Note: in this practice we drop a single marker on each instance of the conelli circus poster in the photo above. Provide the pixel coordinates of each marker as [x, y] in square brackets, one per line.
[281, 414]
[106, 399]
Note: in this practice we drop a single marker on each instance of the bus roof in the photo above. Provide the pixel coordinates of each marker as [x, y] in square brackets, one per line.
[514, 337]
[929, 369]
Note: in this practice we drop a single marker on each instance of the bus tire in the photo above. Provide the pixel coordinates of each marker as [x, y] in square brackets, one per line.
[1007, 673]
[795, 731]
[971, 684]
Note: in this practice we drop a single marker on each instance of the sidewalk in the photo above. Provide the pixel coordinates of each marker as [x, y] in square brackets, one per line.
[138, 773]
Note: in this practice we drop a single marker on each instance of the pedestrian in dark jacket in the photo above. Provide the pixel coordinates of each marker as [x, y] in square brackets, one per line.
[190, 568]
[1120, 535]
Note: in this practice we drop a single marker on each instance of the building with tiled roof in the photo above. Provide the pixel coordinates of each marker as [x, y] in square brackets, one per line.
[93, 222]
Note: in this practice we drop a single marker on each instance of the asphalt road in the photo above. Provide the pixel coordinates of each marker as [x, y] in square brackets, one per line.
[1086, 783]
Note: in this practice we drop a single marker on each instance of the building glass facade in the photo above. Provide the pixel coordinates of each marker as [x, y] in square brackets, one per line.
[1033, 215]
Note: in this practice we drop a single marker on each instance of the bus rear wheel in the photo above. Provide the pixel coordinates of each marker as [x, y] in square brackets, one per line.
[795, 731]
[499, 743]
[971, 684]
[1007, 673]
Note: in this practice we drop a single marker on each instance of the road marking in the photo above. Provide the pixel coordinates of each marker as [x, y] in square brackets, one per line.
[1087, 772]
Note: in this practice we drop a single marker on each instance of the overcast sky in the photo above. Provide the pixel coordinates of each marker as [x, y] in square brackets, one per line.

+===+

The result should consist solely of the lines from the one that contains "of the asphalt" to the last line of the records above, reproduced exactly.

Note: in this practice we drop a single marker on each instance of the asphalt road in the photo above. Provide the pixel coordinates of each marker as [x, y] in square brackets, one per line.
[1086, 783]
Note: in this practice we drop a single marker on each instance of the building glass facade in the photo above. Provide the pixel coordinates of each marker as [x, y] in square brackets, one per line.
[1033, 215]
Note: in this practice we drop a single marker on each instance of the bus rear wheel in the photo above. Provide the pixel coordinates of each marker as [x, y] in square brackets, one per line.
[795, 731]
[499, 743]
[971, 684]
[1007, 673]
Note: in this practice we drop a single marker on each instance of the road marking in the photo above. Provide the pixel coordinates of each marker as [x, y] in square brackets, one per line.
[1087, 772]
Note: in this practice we drop a single marker on each instance of the overcast sky in the photo above. Provide the pixel coordinates of each marker as [x, y] in square brackets, one per line.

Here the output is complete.